= TEKS BACAAN =
+ + + + + + +

Saturday 21 September 2013

0 Hukum Mengunakan Tasbih Ketika Berdzikir

Assalammualaikum,

Kebanyakan orang-orang menganggap
bahwa termasuk ciri khas seorang muslim
yang taat kepada Allah adalah selalu
berdzikir dengan tasbih di tangan.
Gambaran ini semakin kuat dengan gambar
tokoh-tokoh yang dianggap berjasa bagi
Islam tampil dengan busana muslim
lengkap dengan tasbihnya yang sengaja
dibuat dan dijual untuk keuntungan
duniawi seperti gambar-gambar wali
songo dan lainnya, ditambah lagi tayangan
sinetron religi yang sarat dengan kebatilan,
apabila menampilkan tokoh agama, hampir
dipastikan ada tasbih di tangannya.

Ada di antara mereka yang selalu terlihat
menjalankan tasbih di tangannya walaupun
sedang mengobrol dengan rekannya,
padahal terkadang pembicaraannya
bertolak belakang dengan dzikir. Yang lebih
merasa kurang puas, ada yang
menggantungkan tasbihnya di leher
walaupun mulutnya tidak terlihat berdzikir,
tetapi—anehnya—orang menganggap dia
selalu berdzikir (mengingat Allah).
Sebagian lagi meyakini bahwa tasbih yang
digantungkan di leher adalah ciri khas para
malaikat yang sedang berdzikir.

+ + + + + + +

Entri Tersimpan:

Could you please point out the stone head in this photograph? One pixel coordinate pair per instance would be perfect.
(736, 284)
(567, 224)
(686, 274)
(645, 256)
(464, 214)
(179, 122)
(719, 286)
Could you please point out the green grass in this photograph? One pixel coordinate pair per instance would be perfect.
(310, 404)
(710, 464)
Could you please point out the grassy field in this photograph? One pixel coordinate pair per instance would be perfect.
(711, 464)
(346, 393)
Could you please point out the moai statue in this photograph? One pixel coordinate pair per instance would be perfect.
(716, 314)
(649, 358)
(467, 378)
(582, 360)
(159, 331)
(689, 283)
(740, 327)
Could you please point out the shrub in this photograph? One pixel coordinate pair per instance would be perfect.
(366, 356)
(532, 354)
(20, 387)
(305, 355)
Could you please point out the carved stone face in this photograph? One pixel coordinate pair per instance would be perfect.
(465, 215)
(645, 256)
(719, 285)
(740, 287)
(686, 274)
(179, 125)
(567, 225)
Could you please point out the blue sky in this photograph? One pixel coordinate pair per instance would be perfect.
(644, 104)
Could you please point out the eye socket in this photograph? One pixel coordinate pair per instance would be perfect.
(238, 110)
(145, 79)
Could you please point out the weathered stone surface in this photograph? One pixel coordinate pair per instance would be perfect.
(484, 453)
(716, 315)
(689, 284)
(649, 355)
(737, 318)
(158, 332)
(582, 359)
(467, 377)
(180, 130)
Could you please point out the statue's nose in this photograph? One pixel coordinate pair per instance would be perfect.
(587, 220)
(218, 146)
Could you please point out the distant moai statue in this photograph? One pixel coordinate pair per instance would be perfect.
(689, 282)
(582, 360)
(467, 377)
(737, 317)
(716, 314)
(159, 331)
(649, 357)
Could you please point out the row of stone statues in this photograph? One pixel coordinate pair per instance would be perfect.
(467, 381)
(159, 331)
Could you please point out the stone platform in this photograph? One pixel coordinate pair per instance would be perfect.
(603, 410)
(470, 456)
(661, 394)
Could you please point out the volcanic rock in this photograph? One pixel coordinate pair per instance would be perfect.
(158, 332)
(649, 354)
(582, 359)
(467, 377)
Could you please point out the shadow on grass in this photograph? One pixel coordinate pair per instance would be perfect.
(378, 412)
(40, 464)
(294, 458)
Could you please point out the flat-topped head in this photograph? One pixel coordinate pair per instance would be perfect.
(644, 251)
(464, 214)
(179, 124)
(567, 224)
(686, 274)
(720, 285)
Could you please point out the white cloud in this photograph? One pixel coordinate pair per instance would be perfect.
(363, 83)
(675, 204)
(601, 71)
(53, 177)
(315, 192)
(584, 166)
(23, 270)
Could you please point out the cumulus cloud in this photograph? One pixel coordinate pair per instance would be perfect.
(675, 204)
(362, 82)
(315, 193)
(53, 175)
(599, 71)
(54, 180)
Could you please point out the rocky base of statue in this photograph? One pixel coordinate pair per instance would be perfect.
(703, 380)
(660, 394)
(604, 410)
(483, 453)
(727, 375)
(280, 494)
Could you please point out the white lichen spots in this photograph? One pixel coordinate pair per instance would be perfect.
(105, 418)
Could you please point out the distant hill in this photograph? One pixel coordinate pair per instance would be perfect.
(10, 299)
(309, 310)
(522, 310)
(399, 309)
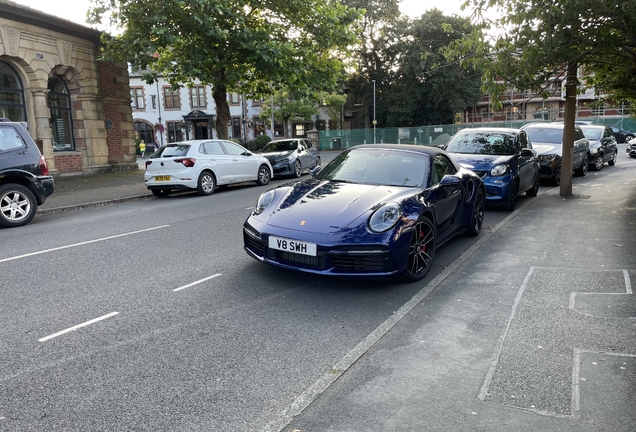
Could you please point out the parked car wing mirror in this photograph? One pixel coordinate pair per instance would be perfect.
(315, 170)
(449, 180)
(526, 152)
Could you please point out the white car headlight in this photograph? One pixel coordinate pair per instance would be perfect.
(385, 217)
(499, 170)
(547, 158)
(263, 201)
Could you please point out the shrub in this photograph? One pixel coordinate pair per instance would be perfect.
(258, 143)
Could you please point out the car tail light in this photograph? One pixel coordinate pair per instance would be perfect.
(44, 168)
(187, 162)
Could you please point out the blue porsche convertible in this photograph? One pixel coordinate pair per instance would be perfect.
(374, 211)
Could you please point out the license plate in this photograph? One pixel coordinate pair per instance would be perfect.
(295, 246)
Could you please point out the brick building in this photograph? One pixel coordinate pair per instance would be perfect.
(76, 107)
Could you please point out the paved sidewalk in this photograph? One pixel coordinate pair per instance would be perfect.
(80, 191)
(532, 329)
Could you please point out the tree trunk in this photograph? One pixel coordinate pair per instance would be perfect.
(223, 117)
(568, 130)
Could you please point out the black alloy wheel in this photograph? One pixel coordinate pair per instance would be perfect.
(511, 202)
(17, 205)
(264, 176)
(535, 188)
(477, 217)
(297, 169)
(421, 251)
(206, 183)
(582, 170)
(161, 193)
(556, 179)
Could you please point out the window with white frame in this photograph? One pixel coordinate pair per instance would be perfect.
(171, 99)
(137, 98)
(542, 113)
(197, 97)
(598, 110)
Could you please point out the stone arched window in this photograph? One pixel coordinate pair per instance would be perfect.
(145, 132)
(11, 94)
(59, 101)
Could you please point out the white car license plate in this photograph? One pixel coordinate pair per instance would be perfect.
(295, 246)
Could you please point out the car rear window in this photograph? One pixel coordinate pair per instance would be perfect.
(592, 133)
(545, 135)
(172, 150)
(10, 139)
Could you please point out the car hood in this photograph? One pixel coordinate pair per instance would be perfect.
(547, 148)
(329, 206)
(276, 155)
(480, 162)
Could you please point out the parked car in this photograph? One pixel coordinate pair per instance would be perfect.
(291, 156)
(202, 165)
(503, 158)
(547, 140)
(377, 211)
(623, 136)
(25, 182)
(631, 148)
(602, 145)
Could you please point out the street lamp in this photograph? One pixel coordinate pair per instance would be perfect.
(374, 121)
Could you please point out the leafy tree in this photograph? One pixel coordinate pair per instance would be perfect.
(288, 108)
(538, 40)
(332, 103)
(375, 57)
(238, 46)
(428, 89)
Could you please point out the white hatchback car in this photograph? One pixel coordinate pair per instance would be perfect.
(201, 165)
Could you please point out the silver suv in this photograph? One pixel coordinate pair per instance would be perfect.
(25, 182)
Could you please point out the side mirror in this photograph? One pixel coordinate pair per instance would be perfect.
(526, 152)
(449, 180)
(315, 170)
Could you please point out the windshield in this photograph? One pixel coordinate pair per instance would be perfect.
(592, 133)
(381, 166)
(489, 143)
(285, 145)
(172, 150)
(545, 135)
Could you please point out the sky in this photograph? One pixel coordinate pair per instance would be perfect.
(77, 12)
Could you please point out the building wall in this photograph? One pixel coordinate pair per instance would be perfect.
(37, 46)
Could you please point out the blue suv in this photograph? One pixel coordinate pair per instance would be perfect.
(503, 158)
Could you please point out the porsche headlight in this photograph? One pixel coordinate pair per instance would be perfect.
(499, 170)
(547, 158)
(385, 217)
(263, 201)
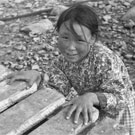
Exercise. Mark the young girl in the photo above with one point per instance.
(89, 68)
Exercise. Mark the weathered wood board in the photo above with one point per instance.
(19, 113)
(107, 127)
(58, 125)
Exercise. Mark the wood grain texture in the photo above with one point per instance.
(19, 113)
(58, 125)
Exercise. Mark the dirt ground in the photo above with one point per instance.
(23, 48)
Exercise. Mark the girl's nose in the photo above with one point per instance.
(72, 46)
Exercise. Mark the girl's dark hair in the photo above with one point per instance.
(81, 14)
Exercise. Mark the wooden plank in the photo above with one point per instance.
(58, 125)
(37, 118)
(18, 114)
(16, 97)
(4, 72)
(108, 127)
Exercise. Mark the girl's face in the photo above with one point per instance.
(74, 49)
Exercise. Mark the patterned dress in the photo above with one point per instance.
(104, 75)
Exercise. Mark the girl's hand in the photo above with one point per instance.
(29, 77)
(83, 105)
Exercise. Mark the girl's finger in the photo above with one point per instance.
(67, 104)
(85, 116)
(77, 114)
(19, 78)
(71, 110)
(90, 113)
(9, 76)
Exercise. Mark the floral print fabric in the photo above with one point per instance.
(105, 75)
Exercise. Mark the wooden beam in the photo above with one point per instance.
(24, 110)
(16, 97)
(58, 125)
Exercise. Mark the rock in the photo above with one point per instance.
(106, 18)
(3, 1)
(18, 1)
(129, 24)
(28, 5)
(57, 10)
(130, 14)
(38, 28)
(2, 23)
(35, 67)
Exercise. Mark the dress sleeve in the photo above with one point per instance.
(114, 84)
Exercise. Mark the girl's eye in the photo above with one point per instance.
(81, 40)
(65, 37)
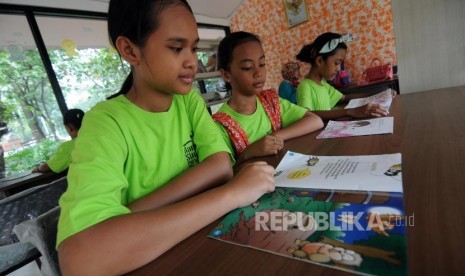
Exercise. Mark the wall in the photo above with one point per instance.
(371, 20)
(430, 37)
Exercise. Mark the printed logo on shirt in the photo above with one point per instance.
(190, 152)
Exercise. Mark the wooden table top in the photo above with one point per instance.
(429, 131)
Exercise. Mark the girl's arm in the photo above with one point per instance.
(309, 123)
(123, 243)
(271, 144)
(211, 172)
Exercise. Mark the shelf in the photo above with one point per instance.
(208, 75)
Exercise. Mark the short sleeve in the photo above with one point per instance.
(62, 157)
(287, 91)
(304, 96)
(227, 141)
(290, 113)
(207, 136)
(334, 95)
(96, 179)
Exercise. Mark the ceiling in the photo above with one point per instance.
(206, 11)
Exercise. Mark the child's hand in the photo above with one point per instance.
(368, 110)
(252, 181)
(268, 145)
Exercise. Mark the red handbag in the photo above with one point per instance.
(378, 72)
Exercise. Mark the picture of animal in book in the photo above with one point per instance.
(362, 233)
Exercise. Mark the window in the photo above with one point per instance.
(28, 108)
(52, 60)
(88, 69)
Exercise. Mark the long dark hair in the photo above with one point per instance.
(227, 46)
(310, 52)
(136, 20)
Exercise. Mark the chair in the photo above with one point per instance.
(20, 207)
(41, 232)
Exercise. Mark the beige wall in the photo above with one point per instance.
(371, 20)
(430, 43)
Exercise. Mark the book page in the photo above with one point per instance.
(360, 173)
(338, 129)
(384, 99)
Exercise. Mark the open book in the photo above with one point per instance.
(384, 99)
(358, 237)
(338, 129)
(360, 173)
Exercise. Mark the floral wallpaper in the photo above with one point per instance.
(371, 20)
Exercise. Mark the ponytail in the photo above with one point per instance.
(127, 84)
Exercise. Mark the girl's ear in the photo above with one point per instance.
(128, 50)
(226, 75)
(319, 61)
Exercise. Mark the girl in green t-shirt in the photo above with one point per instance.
(255, 122)
(326, 54)
(148, 164)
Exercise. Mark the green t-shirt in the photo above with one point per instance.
(317, 97)
(258, 124)
(124, 152)
(62, 157)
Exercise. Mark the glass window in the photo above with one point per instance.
(88, 69)
(30, 119)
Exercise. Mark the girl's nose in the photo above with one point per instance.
(191, 61)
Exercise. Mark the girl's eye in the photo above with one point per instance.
(176, 49)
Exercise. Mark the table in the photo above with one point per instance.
(372, 87)
(429, 131)
(17, 183)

+ + + + + + +

= INSTRUKSI TUGAS A =
Menurut teks tentang tasbih, di bagian tubuh mana sebagian orang menggantungkan tasbihnya walaupun mulutnya tidak terlihat berdzikir?
= INSTRUKSI TUGAS B =
Tentukan apakah setiap pernyataan berikut sesuai dengan teks tentang tasbih. Jawab ya atau tidak, lalu kutip kata-kata teks yang menentukannya.
(i) Dalam tayangan sinetron religi, tokoh agama hampir selalu ditampilkan dengan tasbih di tangan.
(ii) Orang yang menjalankan tasbih sambil mengobrol selalu membicarakan hal yang sejalan dengan dzikir.
(iii) Sebagian orang meyakini bahwa tasbih yang digantungkan di leher adalah ciri khas para nabi.
= INSTRUKSI TUGAS C =
Tulis lanjutan teks tentang tasbih, dimulai setelah kalimat terakhirnya.
Entri tersimpan tidak diperlukan untuk mengerjakan apa pun di sini.

= JAWABAN BENAR A =
Di leher.

= JAWABAN BENAR B =
(i) Ya: "apabila menampilkan tokoh agama, hampir dipastikan ada tasbih di tangannya."
(ii) Tidak: "padahal terkadang pembicaraannya bertolak belakang dengan dzikir."
(iii) Tidak: "tasbih yang digantungkan di leher adalah ciri khas para malaikat yang sedang berdzikir."

= JAWABAN BENAR C =
Ada pula
yang mengatakan bahwa termasuk
peninggalan (warisan) Nabi SAW adalah
tasbih. Ada lagi yang menjadikannya
sebagai sarana pengobatan alternatif, dan
masih banyak tujuan lain digunakannya biji
tasbih ini dan tidak mungkin kami
sampaikan semuanya.

Hal-hal di atas terjadi tidak lain karena
makin jauhnya kaum muslimin dari
agamanya. Oleh karena itu, para ulama yang
cemburu akan agamanya segera bangkit
menjelaskan hakikat tasbih ini. Mereka
menulis tentang asal-usul dan hukum
tasbih dalam agama Islam yang mulia ini.

Dan tulisan ini sekadar menyadur dari
tulisan mereka. Mudah-mudahan Allah
melapangkan hati kita untuk menerima
setiap kebenaran.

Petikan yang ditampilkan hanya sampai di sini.